─── Exercise text

Introducing you to ‘Naked and Afraid’
Only TV execs working against a global torrenting epidemic could come up with a premise for a TV show that makes The Hunger Games look like a pensive park stroll.
Naked and Afraid is a confronting new reality program that recently premiered in the US on the Discovery channel, and describes itself as “the Everest of survival challenges”. The unambiguously titled show, which has been signed on for six episodes, is essentially a hybrid of Survivor, Castaway, Into the Wild and The Hunger Games. Aspects of these juggernauts are mashed into highly compelling, stand alone episodes. Two strangers – one man and one woman – are dumped in “the world’s harshest environments” sans supplies, shelter, food and – point of difference – clothing. They are filmed by presumably clad, fed and housed cameramen and producers who, the audience are assured, will only “intervene” if the contestants are basically about to die.
The inaugural episode opens with an anecdote that reads like a forewarning: the show’s Executive Producer suffered a life-threatening snake-bite while exploring the Costa Rican Forest – the arena, if you will – for the first episode. Audiences are privy to graphic close-ups of his swollen foot pre-operation and a hideously contorted post-surgery shot of a bone-baring lower leg. “I’m lucky to be alive,” he reflects, while an omnipresent voiceover says the show’s first two contestants were given the chance to opt out of what looks like an excruciating, unbearable and potentially dangerous... experience.

──────
─── Material provided

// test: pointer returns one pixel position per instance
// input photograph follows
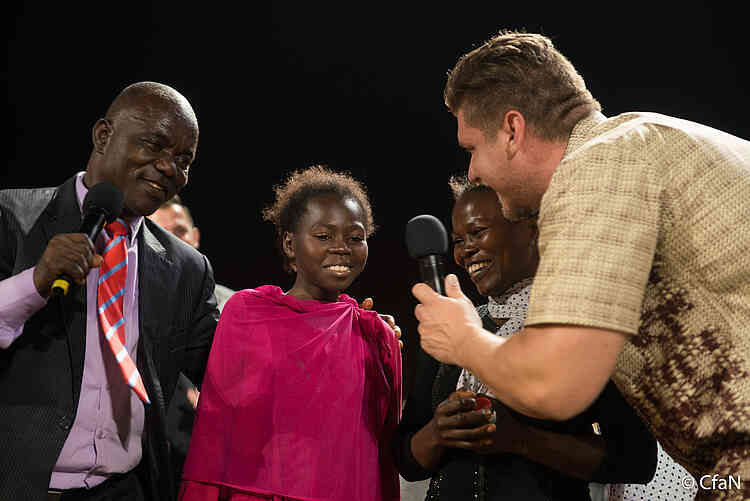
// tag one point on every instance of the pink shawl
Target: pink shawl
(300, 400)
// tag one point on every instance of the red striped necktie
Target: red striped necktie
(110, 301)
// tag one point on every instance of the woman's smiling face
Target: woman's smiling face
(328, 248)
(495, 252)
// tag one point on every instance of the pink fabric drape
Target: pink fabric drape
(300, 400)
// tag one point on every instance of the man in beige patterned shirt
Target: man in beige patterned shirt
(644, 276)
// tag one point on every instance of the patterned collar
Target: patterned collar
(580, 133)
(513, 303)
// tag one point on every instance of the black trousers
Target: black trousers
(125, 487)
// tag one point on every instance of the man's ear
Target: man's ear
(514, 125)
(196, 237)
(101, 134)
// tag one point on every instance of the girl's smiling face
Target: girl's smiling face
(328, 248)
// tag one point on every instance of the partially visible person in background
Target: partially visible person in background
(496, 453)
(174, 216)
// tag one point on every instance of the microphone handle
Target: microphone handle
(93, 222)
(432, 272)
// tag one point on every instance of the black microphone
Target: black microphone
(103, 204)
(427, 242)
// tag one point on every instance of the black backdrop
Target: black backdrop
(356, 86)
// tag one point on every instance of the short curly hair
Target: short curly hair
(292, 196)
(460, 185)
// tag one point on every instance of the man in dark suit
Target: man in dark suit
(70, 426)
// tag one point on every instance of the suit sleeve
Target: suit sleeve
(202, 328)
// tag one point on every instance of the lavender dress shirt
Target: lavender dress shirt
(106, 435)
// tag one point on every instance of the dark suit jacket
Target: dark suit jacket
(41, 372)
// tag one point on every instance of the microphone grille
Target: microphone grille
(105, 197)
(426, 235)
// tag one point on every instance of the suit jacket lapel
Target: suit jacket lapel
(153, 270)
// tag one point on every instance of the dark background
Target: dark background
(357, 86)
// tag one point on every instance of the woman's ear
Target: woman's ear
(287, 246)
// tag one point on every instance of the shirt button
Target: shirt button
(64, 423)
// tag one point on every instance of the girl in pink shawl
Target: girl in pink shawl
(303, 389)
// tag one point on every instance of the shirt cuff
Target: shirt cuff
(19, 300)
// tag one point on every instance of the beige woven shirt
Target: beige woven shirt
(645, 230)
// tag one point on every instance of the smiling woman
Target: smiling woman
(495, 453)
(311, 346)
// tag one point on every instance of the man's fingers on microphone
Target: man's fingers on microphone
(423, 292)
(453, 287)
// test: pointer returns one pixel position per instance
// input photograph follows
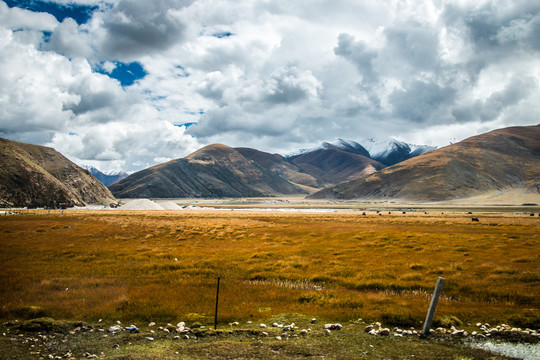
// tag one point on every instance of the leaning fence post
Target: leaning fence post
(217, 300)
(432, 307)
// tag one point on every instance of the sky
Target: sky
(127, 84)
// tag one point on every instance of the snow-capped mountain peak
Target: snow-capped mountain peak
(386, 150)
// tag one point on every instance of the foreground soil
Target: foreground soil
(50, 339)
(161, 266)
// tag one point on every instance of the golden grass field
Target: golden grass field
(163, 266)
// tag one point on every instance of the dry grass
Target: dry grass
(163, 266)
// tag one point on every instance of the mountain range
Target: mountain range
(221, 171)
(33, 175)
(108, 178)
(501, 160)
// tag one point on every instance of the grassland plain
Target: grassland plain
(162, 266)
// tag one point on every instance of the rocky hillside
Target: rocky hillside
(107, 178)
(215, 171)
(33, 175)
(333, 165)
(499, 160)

──────
─── Material provided

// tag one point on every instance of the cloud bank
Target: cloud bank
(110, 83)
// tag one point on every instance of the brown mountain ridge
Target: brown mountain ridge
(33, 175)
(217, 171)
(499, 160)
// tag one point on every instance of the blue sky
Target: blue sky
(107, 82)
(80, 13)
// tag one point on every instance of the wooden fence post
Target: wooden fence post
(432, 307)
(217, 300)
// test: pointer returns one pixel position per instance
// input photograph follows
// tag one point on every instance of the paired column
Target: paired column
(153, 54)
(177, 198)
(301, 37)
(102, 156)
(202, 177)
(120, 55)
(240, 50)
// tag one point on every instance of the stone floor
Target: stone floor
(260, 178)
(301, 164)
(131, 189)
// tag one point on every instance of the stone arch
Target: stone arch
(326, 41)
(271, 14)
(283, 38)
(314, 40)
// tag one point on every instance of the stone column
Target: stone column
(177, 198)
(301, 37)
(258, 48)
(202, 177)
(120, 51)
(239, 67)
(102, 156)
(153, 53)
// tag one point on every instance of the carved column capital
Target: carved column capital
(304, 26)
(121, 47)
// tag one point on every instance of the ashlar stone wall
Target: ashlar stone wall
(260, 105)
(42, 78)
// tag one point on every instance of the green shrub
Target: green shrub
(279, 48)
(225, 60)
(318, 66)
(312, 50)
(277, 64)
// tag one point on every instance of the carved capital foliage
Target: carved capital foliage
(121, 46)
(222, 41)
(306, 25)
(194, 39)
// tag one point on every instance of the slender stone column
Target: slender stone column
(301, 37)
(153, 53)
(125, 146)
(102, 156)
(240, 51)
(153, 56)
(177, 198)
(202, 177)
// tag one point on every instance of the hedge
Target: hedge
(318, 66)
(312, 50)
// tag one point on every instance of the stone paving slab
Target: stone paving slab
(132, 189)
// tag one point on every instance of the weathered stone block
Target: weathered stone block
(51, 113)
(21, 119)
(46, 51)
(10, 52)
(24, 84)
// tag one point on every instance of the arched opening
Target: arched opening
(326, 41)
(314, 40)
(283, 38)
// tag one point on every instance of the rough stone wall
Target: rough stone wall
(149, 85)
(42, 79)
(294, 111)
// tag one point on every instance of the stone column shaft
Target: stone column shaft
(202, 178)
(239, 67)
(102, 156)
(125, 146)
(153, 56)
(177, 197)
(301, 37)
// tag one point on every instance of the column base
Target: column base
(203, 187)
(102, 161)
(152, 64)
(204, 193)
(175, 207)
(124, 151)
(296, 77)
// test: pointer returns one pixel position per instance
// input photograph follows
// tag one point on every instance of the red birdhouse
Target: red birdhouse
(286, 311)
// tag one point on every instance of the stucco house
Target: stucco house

──────

- [Exercise]: Please carry on the piece on Naked and Afraid from its last sentence. The entries stand apart from the piece on Naked and Afraid.

- [Task output]:
The premier episode pairs 40-year-old Shane with 22-year-old Kim. As the two meet Kim giggles “should we talk about the fact that we’re both naked? Maybe check each other out now?” They spin around, show off their respective appendages and Shane assures the audience in a piece to camera that he doesn’t “have a problem being naked.” There is zero sexual tension. In fact the whole scenario has about as much sex appeal as a dying slug.
This is partly because Shane explicitly has no patience for the Lena Dunham demographic (he hates “the younger generation” even though he desperately craves Kim’s attention and affirmation – “she hasn’t spent one second trying to learn anything about me”) and also because the only thing Kim seems to notice about her partner is that he “talks a lot.”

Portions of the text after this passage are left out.